Request:
Pick out each line in the entries below that contains the word "leaf" and copy it. Letter case matters.

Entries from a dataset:
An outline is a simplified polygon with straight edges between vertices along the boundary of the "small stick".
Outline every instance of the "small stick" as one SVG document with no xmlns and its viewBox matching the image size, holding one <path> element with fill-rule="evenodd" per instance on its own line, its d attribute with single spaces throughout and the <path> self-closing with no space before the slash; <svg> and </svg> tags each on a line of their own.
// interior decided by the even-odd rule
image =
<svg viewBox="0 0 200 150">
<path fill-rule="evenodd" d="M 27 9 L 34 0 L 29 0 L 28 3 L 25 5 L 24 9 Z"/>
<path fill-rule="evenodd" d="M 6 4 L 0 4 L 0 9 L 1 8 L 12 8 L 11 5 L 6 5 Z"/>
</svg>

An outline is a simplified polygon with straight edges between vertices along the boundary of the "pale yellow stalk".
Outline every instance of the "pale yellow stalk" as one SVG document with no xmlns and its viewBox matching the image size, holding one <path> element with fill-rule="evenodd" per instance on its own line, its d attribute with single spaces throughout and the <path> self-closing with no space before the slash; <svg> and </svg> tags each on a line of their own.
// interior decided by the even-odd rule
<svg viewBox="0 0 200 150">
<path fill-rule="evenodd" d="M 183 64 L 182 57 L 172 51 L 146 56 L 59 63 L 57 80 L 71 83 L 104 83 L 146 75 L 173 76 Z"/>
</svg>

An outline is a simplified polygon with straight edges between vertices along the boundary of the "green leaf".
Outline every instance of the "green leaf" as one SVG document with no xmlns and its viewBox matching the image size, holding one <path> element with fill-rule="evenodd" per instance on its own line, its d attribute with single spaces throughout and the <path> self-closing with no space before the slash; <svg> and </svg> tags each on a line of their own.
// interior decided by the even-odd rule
---
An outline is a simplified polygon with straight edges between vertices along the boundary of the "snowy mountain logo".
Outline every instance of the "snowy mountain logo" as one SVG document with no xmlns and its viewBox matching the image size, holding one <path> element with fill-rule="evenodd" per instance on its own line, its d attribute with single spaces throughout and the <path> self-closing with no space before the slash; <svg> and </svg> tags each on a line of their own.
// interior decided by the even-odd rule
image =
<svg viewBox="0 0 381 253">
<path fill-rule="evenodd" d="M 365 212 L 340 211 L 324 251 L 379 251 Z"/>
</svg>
...
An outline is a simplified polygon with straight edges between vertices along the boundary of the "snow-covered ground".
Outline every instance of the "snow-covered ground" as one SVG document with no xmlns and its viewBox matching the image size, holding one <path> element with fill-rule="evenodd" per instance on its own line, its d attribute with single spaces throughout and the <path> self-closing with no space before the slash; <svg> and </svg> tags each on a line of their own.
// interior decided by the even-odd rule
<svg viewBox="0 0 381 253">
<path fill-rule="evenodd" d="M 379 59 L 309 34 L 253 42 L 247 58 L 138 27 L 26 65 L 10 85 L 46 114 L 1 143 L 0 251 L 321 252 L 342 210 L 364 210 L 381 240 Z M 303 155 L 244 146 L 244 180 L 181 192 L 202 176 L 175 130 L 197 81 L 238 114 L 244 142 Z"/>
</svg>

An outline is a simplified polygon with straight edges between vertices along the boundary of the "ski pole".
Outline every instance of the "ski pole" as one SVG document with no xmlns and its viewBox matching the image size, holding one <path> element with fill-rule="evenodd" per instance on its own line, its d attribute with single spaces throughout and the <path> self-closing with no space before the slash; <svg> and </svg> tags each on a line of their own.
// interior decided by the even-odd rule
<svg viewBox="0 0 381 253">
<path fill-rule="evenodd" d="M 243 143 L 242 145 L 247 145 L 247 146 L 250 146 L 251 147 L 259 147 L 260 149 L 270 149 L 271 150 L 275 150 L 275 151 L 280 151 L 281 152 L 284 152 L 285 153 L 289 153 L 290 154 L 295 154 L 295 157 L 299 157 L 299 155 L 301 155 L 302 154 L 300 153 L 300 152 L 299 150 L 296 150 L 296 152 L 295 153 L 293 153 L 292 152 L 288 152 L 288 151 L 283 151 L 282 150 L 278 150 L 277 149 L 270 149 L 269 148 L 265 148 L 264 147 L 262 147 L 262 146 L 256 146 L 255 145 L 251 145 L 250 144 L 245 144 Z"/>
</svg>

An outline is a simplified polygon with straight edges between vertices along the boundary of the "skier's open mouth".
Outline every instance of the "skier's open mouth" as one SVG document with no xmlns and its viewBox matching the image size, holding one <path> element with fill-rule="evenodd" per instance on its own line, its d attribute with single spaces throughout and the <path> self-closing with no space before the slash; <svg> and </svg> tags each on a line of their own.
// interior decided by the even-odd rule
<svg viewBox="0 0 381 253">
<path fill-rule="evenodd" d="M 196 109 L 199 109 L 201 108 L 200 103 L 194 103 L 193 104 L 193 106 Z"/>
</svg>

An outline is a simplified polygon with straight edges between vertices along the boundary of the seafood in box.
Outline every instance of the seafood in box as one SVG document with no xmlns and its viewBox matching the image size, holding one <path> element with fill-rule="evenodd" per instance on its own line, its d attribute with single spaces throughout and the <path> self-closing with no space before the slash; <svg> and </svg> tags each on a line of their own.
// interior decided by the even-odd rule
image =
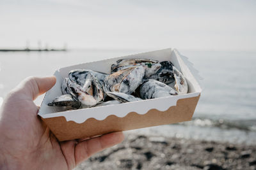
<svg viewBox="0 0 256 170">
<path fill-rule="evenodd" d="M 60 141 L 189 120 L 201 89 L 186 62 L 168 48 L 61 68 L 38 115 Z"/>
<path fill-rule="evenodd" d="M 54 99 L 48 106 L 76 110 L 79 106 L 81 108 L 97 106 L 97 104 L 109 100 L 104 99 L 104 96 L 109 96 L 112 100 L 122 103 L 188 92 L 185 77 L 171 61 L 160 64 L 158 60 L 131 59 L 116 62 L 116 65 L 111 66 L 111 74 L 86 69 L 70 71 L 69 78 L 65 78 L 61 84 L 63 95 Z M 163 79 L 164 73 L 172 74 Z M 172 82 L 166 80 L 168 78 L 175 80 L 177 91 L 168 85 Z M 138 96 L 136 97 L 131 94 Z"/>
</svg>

Solution for this problem:
An outline is a simplified polygon with straight edges between vertices along the boundary of the "green leaf".
Outline every instance of the "green leaf" as one SVG document with no xmlns and its viewBox matching the image size, holding one <path> element with fill-rule="evenodd" per instance on its own line, its d attribute with single spaces throughout and the <path> self-closing with no space before the slash; <svg> and </svg> tags each on a line of their own.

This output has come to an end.